__TASK MATERIAL__:
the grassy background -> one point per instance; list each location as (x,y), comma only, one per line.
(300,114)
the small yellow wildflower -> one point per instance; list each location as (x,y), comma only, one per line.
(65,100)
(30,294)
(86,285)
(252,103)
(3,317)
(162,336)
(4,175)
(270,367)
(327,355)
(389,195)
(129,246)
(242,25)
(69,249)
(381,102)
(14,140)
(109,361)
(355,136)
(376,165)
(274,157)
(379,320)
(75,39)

__REQUIRED TASK__:
Please rewrite the part of the data above that opens with the line containing "the small yellow" and runs through the end of the data, keeping every line, requests included. Multiply each coordinate in the answers by 0.3 and round to whole numbers, with halves rounded up.

__EXERCISE SOLUTION__:
the small yellow wildflower -> one point per instance; list each location as (x,y), comma only, one per line.
(20,30)
(9,88)
(26,86)
(76,31)
(1,95)
(49,101)
(1,53)
(81,110)
(98,107)
(117,59)
(39,74)
(73,8)
(21,75)
(114,31)
(4,42)
(33,108)
(107,41)
(113,50)
(82,47)
(114,96)
(23,12)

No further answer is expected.